**FRAGMENTO SELECCIONADO**:
-=-=-=-=-

¿Cómo se construye ciudadanía en la escuela?

Por Achristin

Si pensamos en “Calidad Educativa”, llegaremos a las ideas que dan sentido a la existencia de las escuelas. Uno de los aspectos más importantes está referido a los aportes para la construcción de una sociedad democrática. En esta publicación, los autores nos dan una respuesta a las preguntas.
 

Educar en la ciudadanía es uno de los propósitos más mentados en los currículos y programas oficiales de las últimas décadas, como demanda asociada a la construcción de una cultura democrática y la consolidación de instituciones republicanas. La escuela es el espacio público que tiene la tarea específica de construir lo público. En ella convergen los intereses del Estado con los de múltiples actores sociales y comunidades culturales, con la expectativa de que allí se recreen las posibilidades de la vida en común. Sin embargo, tal demanda no tiene ni ha tenido connotaciones unívocas. Enarbolan la formación ciudadana tanto los enfoques civilistas, que pretenden que los estudiantes se adapten al mundo tal como lo encontraron, sin objetar sus reglas ni proponer alternativas, como los enfoques hedonistas, que pretenden que toda la sociedad se acomode a las ganas y los caprichos de las nuevas generaciones.

-=-=-=-=-

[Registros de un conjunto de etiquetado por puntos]
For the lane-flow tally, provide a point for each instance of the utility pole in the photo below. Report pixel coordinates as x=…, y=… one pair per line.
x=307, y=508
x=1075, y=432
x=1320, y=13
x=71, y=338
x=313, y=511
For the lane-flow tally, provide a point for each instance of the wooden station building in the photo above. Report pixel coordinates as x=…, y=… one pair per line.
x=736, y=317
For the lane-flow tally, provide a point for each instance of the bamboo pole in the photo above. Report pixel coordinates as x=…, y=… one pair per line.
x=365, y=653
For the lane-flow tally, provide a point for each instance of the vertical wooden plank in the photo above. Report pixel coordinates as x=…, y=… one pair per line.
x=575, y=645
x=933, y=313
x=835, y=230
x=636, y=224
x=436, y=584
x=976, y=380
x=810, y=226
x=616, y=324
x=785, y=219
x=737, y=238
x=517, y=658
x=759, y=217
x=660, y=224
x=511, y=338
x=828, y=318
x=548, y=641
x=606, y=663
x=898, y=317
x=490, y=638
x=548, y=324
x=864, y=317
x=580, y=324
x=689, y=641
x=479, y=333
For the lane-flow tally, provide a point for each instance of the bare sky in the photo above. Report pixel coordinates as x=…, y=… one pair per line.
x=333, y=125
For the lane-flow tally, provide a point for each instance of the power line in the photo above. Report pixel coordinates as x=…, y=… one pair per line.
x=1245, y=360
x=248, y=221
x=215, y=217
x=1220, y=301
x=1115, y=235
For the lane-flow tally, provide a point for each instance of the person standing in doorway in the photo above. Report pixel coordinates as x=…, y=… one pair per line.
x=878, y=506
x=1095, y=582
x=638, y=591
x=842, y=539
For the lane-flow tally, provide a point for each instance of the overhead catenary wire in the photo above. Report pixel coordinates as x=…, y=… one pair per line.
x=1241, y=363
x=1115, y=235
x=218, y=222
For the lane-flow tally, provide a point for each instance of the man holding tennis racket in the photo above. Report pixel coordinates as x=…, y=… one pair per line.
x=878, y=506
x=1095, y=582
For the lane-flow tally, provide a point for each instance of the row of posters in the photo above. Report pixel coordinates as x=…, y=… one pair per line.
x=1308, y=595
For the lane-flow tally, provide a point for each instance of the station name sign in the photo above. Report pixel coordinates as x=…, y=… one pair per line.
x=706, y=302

-=-=-=-=-

**CONJUNTO DE TAREAS**:
(A) Traduce al inglés esta oración del texto sobre la ciudadanía en la escuela: "La escuela es el espacio público que tiene la tarea específica de construir lo público."
(B) Transcribe sin cambios estas líneas del listado: empieza en la línea que contiene "of the person" y termina después de la que contiene "x=842, y=539".

**SOLUCIONES PROPUESTAS**:
(A) The school is the public space that has the specific task of building the public sphere.

(B)
For the lane-flow tally, provide a point for each instance of the person standing in doorway in the photo above. Report pixel coordinates as x=…, y=… one pair per line.
x=878, y=506
x=1095, y=582
x=638, y=591
x=842, y=539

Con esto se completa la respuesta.